| Document section |
***

After having upgraded vom Elasticsearch 5.6.10 to 7.15.1, Json strings are indexed with escaped quotation marks. This leads to nonsense data of course. The moment I realised it was when I got the following exception:
mapping update rejected by primary java.lang.IllegalArgumentException: Limit of total fields [1000] has been exceeded
The indexing code is like:
for (...){
def idx_record = buildEsRecord(r) // getting a valid map without escape characters
if (idx_record != null) {
IndexRequest singleRequest = new IndexRequest(myIndex)['_id'].toString())
singleRequest.source(idx_record as JSON, XContentType.JSON)
BulkResponse bulkResponse = esClient.bulk(bulkRequest, RequestOptions.DEFAULT)

***

| Your objective |
Pick up the forum post about escaped JSON strings after the Elasticsearch upgrade and continue it from its last line.

| Dataset section |
***

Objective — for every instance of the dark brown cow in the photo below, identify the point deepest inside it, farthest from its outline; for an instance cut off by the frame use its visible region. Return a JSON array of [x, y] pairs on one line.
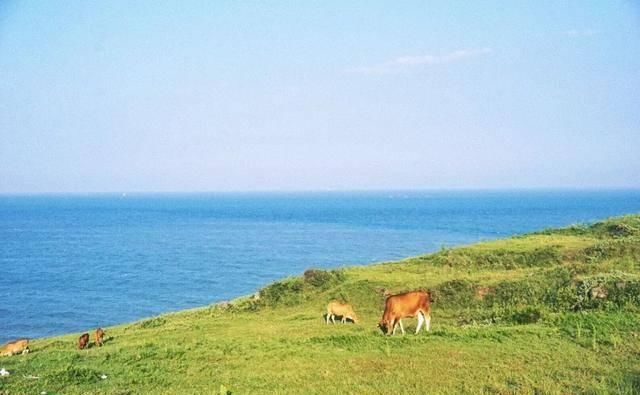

***

| Response to the task |
Debugging idx_record as JSON
shows a totally fine Json string without quotation marks being escaped, like:
"uuid": "63fa7627-7d03-465b-93a3-a498feeb6689",
"contentType": null,
"description": null,
"descriptionURL": null,
Is there something in the configuration of Elasticsearch 7 that I have missed? Can we set any parameters on the Elasticsearch client? Any other ideas?
Found the problem. As one can guess, the programming language used here is Groovy (on Grails) . idx_record as JSON
needed explicitly be converted to a String before being indexed. So the solution was simply changing:
singleRequest.source(idx_record as JSON, XContentType.JSON)
singleRequest.source((idx_record as JSON).toString(), XContentType.JSON)